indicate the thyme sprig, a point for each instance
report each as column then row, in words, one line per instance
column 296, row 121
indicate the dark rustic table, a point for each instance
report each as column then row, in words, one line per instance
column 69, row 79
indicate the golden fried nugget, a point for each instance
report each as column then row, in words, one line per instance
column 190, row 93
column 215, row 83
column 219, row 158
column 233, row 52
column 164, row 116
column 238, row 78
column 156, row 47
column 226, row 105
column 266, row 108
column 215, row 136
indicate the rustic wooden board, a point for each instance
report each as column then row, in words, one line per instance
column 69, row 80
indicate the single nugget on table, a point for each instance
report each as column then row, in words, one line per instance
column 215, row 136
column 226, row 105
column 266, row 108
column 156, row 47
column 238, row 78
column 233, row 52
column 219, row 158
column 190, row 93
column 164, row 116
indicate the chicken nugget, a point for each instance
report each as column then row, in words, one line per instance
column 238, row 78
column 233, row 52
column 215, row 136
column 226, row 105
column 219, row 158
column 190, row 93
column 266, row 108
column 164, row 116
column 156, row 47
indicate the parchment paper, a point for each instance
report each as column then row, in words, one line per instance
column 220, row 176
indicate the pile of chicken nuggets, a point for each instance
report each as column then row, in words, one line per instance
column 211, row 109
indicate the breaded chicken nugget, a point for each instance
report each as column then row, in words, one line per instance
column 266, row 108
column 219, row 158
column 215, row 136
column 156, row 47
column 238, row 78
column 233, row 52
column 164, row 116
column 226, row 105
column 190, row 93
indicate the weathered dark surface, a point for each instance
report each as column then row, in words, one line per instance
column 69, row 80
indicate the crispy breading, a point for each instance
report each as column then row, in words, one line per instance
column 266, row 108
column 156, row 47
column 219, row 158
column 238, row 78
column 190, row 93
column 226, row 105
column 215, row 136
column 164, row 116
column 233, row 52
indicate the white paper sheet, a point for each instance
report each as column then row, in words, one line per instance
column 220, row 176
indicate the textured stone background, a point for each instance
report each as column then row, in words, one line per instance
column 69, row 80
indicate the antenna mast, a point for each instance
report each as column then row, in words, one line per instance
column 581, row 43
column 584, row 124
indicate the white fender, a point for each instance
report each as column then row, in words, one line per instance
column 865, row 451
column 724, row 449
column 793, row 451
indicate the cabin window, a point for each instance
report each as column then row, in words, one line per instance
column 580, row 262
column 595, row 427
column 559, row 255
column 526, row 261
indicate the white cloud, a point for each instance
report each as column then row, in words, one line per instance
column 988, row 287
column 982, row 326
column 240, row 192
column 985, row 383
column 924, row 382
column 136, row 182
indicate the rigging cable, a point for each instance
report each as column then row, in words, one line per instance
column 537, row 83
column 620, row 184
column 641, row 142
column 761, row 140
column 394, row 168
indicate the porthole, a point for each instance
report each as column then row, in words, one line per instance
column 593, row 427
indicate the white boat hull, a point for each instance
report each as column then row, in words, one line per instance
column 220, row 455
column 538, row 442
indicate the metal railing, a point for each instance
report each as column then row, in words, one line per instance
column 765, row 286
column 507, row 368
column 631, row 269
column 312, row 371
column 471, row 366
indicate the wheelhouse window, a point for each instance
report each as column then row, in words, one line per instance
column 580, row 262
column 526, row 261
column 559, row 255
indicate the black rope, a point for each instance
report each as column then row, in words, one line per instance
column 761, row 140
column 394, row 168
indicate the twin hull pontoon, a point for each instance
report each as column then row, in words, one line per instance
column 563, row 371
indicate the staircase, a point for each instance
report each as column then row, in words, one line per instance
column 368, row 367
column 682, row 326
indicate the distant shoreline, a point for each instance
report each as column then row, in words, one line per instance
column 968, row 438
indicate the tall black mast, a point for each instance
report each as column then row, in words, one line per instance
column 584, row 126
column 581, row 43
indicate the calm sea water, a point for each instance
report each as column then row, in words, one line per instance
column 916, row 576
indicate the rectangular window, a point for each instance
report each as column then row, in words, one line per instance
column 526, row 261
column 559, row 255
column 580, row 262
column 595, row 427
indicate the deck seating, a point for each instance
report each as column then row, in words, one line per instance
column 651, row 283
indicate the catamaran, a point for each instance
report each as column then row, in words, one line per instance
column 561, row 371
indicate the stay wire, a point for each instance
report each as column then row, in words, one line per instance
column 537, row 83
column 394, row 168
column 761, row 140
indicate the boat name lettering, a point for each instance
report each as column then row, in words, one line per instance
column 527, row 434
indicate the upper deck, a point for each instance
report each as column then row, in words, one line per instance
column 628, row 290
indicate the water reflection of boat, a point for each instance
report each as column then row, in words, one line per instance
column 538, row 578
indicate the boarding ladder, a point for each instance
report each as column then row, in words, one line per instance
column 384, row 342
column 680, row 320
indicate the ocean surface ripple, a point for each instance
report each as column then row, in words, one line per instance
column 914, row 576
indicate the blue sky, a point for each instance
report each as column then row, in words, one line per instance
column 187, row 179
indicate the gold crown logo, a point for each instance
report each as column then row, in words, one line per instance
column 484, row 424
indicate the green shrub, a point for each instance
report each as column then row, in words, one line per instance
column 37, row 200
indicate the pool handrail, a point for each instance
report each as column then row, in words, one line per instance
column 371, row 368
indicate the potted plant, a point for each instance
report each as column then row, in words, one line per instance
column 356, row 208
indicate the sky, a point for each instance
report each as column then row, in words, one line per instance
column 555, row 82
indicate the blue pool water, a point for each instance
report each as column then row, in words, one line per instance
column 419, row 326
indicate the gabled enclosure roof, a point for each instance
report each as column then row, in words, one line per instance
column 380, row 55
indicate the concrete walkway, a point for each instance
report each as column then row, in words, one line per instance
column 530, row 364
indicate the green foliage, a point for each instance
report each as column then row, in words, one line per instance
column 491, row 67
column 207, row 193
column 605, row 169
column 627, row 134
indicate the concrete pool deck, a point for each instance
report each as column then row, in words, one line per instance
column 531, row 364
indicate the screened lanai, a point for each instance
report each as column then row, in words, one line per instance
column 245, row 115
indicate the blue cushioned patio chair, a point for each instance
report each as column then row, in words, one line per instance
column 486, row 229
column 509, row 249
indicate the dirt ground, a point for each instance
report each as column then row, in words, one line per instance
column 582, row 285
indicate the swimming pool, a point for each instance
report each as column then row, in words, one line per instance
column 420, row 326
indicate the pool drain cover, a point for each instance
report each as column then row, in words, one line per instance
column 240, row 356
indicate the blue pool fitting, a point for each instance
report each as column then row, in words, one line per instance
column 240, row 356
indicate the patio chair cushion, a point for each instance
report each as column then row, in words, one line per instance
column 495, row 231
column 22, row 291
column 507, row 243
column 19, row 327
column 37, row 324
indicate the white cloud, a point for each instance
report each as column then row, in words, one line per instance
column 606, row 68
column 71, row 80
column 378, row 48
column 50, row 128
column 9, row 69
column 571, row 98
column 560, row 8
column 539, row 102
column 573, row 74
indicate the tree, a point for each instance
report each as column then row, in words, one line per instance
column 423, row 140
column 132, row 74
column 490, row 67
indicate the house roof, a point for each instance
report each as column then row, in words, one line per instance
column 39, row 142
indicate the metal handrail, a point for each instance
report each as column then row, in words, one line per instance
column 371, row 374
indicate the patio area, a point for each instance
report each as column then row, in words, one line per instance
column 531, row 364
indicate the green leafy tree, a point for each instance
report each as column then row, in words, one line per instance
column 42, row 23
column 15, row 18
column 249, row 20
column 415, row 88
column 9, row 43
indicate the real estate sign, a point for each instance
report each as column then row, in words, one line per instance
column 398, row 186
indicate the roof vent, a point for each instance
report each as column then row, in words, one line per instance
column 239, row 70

Aim of the task: Write out the lines of the records above, from the line with "indicate the white fender, a" to the line with "column 471, row 366", keeping both of those lines and changing nothing.

Reply to the exercise:
indicate the white fender, a point for each instance
report each as column then row, in words, one line per instance
column 865, row 451
column 724, row 449
column 793, row 451
indicate the cabin window, a point for each instance
report each as column then row, in words, one line per instance
column 580, row 262
column 595, row 427
column 559, row 255
column 526, row 261
indicate the white cloud, a point for each instance
report each as column then row, in words, one line per instance
column 988, row 287
column 982, row 326
column 240, row 192
column 985, row 383
column 924, row 382
column 136, row 182
indicate the rigging cable, a point for each instance
report each as column then row, in words, one line per instance
column 537, row 83
column 620, row 184
column 641, row 142
column 761, row 140
column 394, row 168
indicate the porthole, a point for each instance
report each as column then row, in words, one line per instance
column 593, row 427
indicate the white boat hull, a point for each instance
report each as column then row, in words, one line per instance
column 220, row 455
column 538, row 442
indicate the metal railing, a point for each instance
report each as column then row, in words, one line per instance
column 765, row 286
column 507, row 368
column 631, row 269
column 312, row 371
column 471, row 366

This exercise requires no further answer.